━━ DATA LISTING ━━

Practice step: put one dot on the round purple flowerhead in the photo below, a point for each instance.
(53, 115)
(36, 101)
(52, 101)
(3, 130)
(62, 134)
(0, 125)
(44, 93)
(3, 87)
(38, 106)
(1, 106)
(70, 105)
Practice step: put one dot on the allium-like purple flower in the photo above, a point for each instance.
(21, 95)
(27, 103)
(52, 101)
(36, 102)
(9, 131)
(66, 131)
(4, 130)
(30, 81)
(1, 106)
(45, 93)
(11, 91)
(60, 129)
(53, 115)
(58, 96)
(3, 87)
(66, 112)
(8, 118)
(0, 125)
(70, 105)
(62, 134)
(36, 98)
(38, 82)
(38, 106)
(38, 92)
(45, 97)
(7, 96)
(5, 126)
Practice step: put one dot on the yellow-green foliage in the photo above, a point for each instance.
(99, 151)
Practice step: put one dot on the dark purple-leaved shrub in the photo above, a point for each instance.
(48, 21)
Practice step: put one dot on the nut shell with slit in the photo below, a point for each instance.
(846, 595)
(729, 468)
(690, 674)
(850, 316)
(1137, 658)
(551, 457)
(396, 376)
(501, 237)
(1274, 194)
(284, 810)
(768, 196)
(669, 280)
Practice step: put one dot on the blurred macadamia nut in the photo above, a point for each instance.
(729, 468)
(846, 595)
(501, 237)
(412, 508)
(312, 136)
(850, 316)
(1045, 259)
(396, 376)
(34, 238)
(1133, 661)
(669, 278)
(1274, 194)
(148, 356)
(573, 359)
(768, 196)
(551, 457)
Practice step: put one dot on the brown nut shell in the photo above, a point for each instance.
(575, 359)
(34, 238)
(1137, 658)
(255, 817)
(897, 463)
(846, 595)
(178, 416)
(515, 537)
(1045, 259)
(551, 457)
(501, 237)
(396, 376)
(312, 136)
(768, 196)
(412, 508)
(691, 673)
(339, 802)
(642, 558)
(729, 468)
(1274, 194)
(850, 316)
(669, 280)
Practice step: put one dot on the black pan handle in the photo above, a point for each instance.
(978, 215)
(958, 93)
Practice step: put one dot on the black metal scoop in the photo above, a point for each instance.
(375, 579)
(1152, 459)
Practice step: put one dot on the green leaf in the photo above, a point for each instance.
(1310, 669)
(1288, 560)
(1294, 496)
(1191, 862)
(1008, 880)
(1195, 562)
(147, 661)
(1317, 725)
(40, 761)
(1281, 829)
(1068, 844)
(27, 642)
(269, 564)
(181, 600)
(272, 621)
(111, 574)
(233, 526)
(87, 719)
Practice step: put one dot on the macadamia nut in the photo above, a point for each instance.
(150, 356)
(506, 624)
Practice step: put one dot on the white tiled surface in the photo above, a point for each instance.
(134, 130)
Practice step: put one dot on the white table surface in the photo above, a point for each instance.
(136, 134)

━━━

TASK GOAL: Present all of the material above as a numbered list and omit any blank lines.

THE RESULT:
1. Practice step: put one dot on the round purple flowerhead in the photo below, a point for each instance.
2. (53, 115)
3. (36, 101)
4. (52, 101)
5. (3, 130)
6. (62, 134)
7. (0, 125)
8. (44, 93)
9. (3, 87)
10. (38, 106)
11. (1, 106)
12. (70, 105)
13. Practice step: put one dot on the allium-like purple flower in the photo above, a point for each instance.
14. (21, 95)
15. (27, 103)
16. (52, 101)
17. (36, 102)
18. (9, 131)
19. (66, 131)
20. (4, 130)
21. (30, 81)
22. (1, 106)
23. (45, 93)
24. (11, 91)
25. (60, 129)
26. (53, 115)
27. (58, 96)
28. (3, 87)
29. (66, 112)
30. (8, 118)
31. (0, 125)
32. (70, 105)
33. (62, 134)
34. (36, 98)
35. (38, 82)
36. (38, 106)
37. (38, 92)
38. (45, 97)
39. (7, 96)
40. (5, 126)
41. Practice step: put one dot on the yellow-green foliage in the photo above, a point for each instance.
42. (99, 151)
43. Practice step: put one dot on the dark purple-leaved shrub in the photo above, a point for each instance.
44. (48, 21)
45. Practice step: put one dot on the nut shell with slit in the photo below, a point for each instance.
46. (846, 595)
47. (729, 468)
48. (690, 674)
49. (850, 316)
50. (1137, 658)
51. (551, 457)
52. (396, 376)
53. (501, 237)
54. (1274, 194)
55. (284, 810)
56. (768, 196)
57. (669, 280)
58. Practice step: put one dot on the blurred macadamia nut in the photo above, a point for each instance.
59. (729, 468)
60. (846, 595)
61. (501, 237)
62. (412, 508)
63. (312, 136)
64. (850, 316)
65. (1045, 259)
66. (396, 376)
67. (34, 238)
68. (1133, 661)
69. (669, 278)
70. (1274, 194)
71. (148, 356)
72. (573, 359)
73. (768, 196)
74. (551, 457)
75. Practice step: put one dot on the brown nut shell in the photo above, a point for each instance.
76. (575, 359)
77. (34, 238)
78. (1137, 658)
79. (255, 817)
80. (897, 463)
81. (846, 595)
82. (178, 416)
83. (515, 537)
84. (1045, 259)
85. (551, 457)
86. (501, 237)
87. (396, 376)
88. (312, 136)
89. (768, 196)
90. (412, 508)
91. (691, 673)
92. (339, 802)
93. (642, 558)
94. (729, 468)
95. (1274, 194)
96. (850, 316)
97. (669, 280)
98. Practice step: put one dot on the black pan handle in the photo above, a point for each instance.
99. (978, 215)
100. (958, 93)
101. Practice step: put one dot on the black metal scoop in the photo above, a point for each instance.
102. (375, 579)
103. (1152, 459)
104. Practice step: put one dot on the green leaf in the photo above, a point for each instance.
105. (1310, 669)
106. (1288, 560)
107. (1294, 496)
108. (1191, 862)
109. (1008, 880)
110. (1195, 562)
111. (147, 661)
112. (1317, 725)
113. (40, 761)
114. (1281, 829)
115. (1068, 844)
116. (27, 642)
117. (269, 564)
118. (181, 600)
119. (272, 621)
120. (111, 574)
121. (233, 526)
122. (87, 719)
123. Practice step: put one dot on the macadamia nut in the photo above, a point for each instance.
124. (150, 356)
125. (506, 624)
126. Practice step: put one dot on the white tiled surface in the photo above, a point for each instance.
127. (134, 130)
128. Practice step: put one dot on the white table surface in the photo above, a point for each instance.
129. (136, 134)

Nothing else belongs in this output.